**Exercise task:** Format the items from the line containing "Target: winding trail" through the end of the items as a two-column CSV headed text and answer, one row per item. Put each value in one quoted field and replace every line break with a space.
+++
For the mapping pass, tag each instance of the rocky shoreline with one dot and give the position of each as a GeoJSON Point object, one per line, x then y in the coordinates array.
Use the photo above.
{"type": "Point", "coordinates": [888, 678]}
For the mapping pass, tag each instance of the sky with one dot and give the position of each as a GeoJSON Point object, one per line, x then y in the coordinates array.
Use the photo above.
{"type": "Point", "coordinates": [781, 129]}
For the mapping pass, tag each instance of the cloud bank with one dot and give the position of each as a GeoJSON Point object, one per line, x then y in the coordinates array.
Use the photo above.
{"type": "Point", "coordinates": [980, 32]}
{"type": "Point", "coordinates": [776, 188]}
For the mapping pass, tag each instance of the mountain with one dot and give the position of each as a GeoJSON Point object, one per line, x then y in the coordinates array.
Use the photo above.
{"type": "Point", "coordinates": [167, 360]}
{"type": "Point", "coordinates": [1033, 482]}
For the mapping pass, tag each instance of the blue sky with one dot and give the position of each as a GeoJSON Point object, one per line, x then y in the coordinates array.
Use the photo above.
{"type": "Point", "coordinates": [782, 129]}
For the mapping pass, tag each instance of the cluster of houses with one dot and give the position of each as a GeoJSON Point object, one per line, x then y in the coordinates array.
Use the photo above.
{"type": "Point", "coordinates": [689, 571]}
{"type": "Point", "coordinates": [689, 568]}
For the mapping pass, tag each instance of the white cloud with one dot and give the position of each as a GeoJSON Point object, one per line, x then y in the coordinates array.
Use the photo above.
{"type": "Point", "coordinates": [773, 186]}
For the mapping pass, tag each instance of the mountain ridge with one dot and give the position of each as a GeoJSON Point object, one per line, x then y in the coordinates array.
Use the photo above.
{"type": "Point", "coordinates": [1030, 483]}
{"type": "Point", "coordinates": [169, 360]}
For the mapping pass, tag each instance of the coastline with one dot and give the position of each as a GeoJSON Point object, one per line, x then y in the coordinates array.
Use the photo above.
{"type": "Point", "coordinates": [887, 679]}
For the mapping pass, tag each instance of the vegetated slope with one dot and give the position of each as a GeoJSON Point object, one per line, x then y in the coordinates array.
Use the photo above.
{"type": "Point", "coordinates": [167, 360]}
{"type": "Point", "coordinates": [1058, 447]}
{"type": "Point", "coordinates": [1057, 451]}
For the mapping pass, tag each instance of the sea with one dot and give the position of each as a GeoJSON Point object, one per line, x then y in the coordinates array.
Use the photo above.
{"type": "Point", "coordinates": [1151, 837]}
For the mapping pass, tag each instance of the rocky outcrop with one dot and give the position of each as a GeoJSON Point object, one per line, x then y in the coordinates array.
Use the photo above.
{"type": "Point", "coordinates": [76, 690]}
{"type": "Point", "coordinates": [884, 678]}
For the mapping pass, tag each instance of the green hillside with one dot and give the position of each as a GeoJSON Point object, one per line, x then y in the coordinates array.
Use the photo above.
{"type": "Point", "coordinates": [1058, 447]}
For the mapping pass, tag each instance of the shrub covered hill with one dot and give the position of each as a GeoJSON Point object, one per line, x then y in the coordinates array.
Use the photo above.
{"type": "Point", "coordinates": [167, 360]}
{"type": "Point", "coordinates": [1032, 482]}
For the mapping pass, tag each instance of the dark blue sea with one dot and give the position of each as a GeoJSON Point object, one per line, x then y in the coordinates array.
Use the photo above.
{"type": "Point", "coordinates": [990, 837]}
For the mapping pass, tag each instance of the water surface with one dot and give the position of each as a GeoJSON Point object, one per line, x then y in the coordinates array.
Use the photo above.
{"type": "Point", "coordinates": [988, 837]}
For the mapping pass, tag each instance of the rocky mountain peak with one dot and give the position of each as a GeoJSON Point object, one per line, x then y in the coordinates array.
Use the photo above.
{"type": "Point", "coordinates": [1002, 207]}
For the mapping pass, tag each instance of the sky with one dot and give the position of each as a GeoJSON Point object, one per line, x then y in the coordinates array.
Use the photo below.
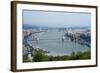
{"type": "Point", "coordinates": [56, 19]}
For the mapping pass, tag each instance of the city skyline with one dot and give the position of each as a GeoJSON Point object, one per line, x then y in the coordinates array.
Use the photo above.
{"type": "Point", "coordinates": [56, 19]}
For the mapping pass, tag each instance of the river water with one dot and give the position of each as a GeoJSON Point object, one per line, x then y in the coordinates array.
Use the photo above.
{"type": "Point", "coordinates": [51, 40]}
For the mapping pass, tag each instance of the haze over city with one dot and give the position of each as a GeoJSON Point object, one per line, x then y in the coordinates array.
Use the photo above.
{"type": "Point", "coordinates": [56, 19]}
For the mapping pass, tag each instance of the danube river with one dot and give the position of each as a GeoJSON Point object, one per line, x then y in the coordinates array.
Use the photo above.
{"type": "Point", "coordinates": [55, 42]}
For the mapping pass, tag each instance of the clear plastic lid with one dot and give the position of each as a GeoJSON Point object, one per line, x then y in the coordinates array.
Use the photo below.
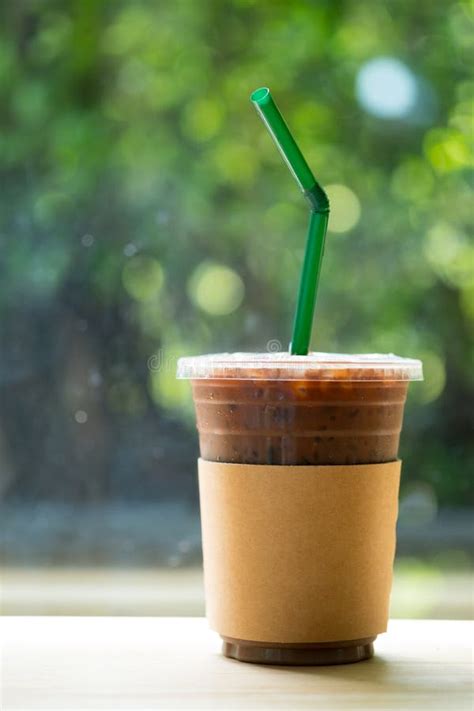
{"type": "Point", "coordinates": [314, 366]}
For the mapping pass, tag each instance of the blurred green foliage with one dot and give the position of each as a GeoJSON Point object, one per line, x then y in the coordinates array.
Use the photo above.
{"type": "Point", "coordinates": [145, 211]}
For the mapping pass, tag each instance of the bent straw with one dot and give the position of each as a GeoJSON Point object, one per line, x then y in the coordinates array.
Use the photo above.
{"type": "Point", "coordinates": [286, 144]}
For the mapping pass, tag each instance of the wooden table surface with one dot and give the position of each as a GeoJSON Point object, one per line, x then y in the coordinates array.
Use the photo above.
{"type": "Point", "coordinates": [175, 663]}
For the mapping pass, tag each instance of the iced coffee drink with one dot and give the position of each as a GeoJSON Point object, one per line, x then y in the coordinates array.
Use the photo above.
{"type": "Point", "coordinates": [320, 409]}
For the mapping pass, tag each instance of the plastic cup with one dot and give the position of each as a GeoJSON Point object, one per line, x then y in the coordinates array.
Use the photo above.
{"type": "Point", "coordinates": [320, 409]}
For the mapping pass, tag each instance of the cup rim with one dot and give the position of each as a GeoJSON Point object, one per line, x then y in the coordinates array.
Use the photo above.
{"type": "Point", "coordinates": [314, 366]}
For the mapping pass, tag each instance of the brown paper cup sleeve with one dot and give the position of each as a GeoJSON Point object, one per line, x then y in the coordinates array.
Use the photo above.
{"type": "Point", "coordinates": [298, 554]}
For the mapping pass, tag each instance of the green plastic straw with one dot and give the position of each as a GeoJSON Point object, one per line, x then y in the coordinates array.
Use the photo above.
{"type": "Point", "coordinates": [302, 326]}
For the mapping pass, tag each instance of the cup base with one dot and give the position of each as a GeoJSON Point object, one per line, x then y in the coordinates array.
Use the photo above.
{"type": "Point", "coordinates": [308, 654]}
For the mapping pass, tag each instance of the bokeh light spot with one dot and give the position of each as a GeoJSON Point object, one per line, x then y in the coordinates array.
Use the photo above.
{"type": "Point", "coordinates": [345, 208]}
{"type": "Point", "coordinates": [216, 289]}
{"type": "Point", "coordinates": [386, 88]}
{"type": "Point", "coordinates": [142, 277]}
{"type": "Point", "coordinates": [447, 149]}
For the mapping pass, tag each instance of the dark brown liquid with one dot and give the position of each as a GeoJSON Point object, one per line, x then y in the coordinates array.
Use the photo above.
{"type": "Point", "coordinates": [299, 422]}
{"type": "Point", "coordinates": [296, 423]}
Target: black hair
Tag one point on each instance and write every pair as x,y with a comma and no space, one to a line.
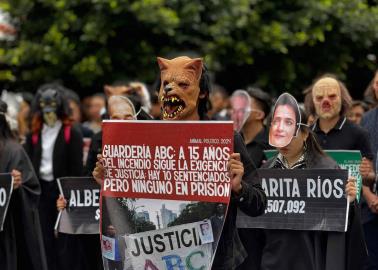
313,148
205,88
262,98
288,100
5,130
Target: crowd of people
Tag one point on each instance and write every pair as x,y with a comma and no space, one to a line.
53,125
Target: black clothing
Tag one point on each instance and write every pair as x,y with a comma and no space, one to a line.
256,153
21,244
67,156
87,132
256,147
311,250
251,200
61,253
345,136
94,149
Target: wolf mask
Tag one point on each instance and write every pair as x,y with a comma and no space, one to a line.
180,87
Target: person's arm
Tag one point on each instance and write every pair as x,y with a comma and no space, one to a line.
366,165
250,198
90,164
76,152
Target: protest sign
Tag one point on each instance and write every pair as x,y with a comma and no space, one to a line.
308,199
346,159
6,188
82,214
86,146
165,193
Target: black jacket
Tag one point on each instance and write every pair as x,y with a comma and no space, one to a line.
67,155
21,245
251,200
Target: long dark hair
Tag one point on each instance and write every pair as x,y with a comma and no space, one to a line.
5,130
313,148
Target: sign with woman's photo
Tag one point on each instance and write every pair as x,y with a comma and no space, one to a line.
6,188
307,199
165,193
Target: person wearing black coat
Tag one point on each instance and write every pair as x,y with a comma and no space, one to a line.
21,243
55,147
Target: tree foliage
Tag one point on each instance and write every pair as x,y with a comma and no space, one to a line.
275,44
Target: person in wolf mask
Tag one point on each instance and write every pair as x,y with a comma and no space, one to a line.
55,149
184,95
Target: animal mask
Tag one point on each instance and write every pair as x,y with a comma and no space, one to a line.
326,95
241,108
179,90
49,104
286,121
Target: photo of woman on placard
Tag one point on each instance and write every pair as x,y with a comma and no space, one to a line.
301,249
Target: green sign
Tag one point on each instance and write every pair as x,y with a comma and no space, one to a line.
347,159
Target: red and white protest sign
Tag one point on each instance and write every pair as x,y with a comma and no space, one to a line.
167,160
165,192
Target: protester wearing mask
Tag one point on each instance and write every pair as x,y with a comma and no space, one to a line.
55,148
370,121
187,80
299,249
21,244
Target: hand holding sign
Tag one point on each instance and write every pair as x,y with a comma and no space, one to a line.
16,179
236,170
366,170
61,203
99,171
351,189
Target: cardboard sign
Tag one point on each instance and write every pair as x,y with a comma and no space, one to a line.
165,182
82,214
346,159
307,199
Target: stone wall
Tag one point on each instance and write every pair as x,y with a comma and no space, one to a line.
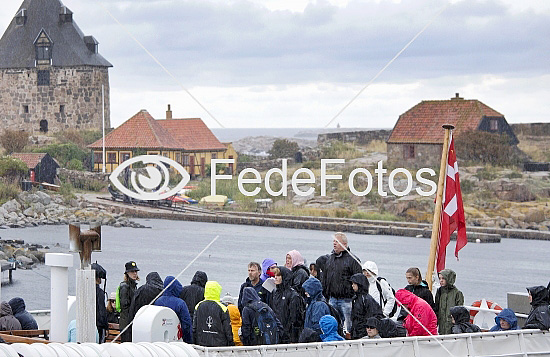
78,89
425,155
357,137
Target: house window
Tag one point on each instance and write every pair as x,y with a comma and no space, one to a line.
111,158
43,78
408,151
98,157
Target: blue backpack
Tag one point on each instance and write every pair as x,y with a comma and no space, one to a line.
266,329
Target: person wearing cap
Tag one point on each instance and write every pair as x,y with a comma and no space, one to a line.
126,291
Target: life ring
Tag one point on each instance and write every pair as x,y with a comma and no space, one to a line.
477,303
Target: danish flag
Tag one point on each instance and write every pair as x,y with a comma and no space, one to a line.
452,215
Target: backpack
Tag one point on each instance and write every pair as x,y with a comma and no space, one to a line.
334,313
266,330
379,286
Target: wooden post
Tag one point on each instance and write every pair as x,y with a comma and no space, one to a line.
438,203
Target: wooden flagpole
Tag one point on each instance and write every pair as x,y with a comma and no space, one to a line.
438,202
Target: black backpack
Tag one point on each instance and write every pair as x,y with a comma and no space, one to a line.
266,330
379,286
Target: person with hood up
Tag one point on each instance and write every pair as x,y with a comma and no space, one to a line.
8,322
420,309
317,306
171,298
505,320
329,327
194,293
461,321
145,294
363,306
379,288
211,321
447,296
418,286
234,316
288,306
252,305
300,273
25,318
539,317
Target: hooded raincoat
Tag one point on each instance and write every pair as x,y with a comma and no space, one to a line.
539,317
194,293
462,321
507,315
289,307
8,322
421,310
211,322
446,297
170,298
329,327
363,306
317,306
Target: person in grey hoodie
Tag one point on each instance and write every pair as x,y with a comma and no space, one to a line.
8,322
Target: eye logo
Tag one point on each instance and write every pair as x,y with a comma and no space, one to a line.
157,178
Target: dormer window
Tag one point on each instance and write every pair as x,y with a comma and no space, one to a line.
43,46
65,15
21,17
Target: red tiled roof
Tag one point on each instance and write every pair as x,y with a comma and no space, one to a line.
143,131
422,123
30,159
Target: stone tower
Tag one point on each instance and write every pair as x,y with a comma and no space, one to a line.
51,75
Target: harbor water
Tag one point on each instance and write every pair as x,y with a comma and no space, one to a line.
483,271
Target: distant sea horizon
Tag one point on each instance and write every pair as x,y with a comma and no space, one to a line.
234,134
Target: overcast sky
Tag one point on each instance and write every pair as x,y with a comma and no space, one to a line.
296,63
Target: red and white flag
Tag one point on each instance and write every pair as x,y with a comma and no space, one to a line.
452,214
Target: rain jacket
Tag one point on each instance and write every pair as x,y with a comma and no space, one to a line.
462,321
289,307
422,290
25,318
316,304
337,273
252,303
329,327
539,317
446,297
145,294
170,298
375,283
421,310
363,306
8,322
211,321
194,293
506,315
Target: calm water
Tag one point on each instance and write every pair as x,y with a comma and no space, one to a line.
484,270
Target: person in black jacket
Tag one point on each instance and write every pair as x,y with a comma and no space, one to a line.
126,292
146,294
194,293
288,305
100,311
25,318
539,317
363,306
461,320
339,268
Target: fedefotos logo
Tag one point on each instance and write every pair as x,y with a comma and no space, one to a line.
155,184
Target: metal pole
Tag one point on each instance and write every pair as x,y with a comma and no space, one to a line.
438,203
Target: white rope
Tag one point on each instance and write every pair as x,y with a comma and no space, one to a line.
387,65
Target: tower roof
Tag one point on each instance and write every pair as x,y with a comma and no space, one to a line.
70,47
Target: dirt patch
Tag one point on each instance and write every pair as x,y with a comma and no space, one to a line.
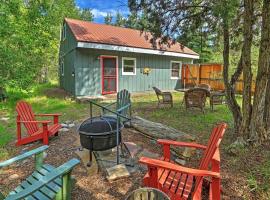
62,149
57,93
96,187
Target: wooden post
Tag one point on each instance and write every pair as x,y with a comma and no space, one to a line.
166,151
55,119
19,131
45,134
39,160
198,74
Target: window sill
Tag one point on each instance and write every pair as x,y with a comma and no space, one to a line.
128,74
175,78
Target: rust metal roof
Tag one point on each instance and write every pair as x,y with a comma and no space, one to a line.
107,34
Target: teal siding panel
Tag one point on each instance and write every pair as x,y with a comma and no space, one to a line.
67,55
67,81
88,72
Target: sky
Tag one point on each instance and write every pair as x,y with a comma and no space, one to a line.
101,7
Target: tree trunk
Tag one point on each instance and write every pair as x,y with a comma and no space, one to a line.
246,65
229,88
258,127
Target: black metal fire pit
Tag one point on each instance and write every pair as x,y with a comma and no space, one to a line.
99,134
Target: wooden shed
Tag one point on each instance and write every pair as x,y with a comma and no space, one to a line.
97,59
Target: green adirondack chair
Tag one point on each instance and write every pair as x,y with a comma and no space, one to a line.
46,182
122,104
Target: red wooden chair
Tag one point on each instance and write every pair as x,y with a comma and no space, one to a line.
27,118
182,182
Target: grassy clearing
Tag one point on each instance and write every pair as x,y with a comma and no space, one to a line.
250,167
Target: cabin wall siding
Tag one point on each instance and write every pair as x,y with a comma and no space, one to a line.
88,72
67,53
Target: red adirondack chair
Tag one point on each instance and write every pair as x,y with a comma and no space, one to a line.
34,132
181,182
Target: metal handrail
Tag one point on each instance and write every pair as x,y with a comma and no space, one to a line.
107,109
118,115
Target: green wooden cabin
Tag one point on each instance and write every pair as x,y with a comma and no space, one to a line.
97,59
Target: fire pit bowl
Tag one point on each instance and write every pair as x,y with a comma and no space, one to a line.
99,134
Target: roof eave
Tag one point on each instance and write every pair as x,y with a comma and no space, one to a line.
90,45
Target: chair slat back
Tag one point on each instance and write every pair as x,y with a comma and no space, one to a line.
26,113
123,99
212,147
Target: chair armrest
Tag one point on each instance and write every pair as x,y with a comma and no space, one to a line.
24,156
181,144
41,115
177,168
42,122
63,169
106,106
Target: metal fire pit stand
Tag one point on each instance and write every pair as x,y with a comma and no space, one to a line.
118,116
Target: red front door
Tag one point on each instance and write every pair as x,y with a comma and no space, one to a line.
109,75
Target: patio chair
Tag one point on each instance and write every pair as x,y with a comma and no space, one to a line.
195,98
180,182
3,94
163,97
147,194
46,182
27,117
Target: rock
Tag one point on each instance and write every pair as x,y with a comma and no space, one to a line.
116,172
132,148
13,177
71,125
63,129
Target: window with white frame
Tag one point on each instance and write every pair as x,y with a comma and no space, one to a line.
176,69
129,66
62,68
64,32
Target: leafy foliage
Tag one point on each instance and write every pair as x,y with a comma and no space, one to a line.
29,35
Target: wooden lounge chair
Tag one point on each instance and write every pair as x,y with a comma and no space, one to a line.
190,85
46,182
195,98
122,105
27,118
182,182
163,97
3,94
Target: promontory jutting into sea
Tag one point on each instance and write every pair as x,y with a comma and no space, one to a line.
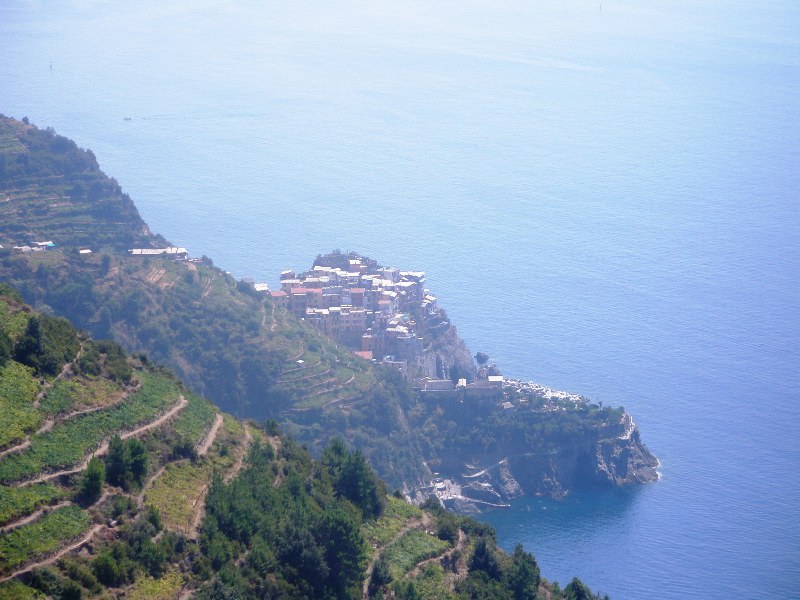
603,199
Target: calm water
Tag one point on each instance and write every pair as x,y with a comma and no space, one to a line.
605,198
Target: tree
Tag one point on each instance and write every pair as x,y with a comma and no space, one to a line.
137,460
92,482
577,590
117,463
359,484
523,575
29,346
345,553
484,558
6,348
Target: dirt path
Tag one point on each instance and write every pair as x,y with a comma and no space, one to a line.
67,368
53,558
460,545
200,501
204,446
103,448
248,439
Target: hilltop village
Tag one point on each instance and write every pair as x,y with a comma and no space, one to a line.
385,315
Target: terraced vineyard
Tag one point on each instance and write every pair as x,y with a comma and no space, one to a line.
68,442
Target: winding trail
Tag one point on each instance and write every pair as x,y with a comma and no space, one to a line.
33,516
103,448
411,524
248,439
67,368
204,446
54,557
200,502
+++
**Reply to the task:**
text,answer
"Target: winding trail Tag one point on each instance and write every pair as x,y with a comma and no space, one to a line.","33,516 103,448 411,524 248,439 67,368 204,446 54,557 200,502"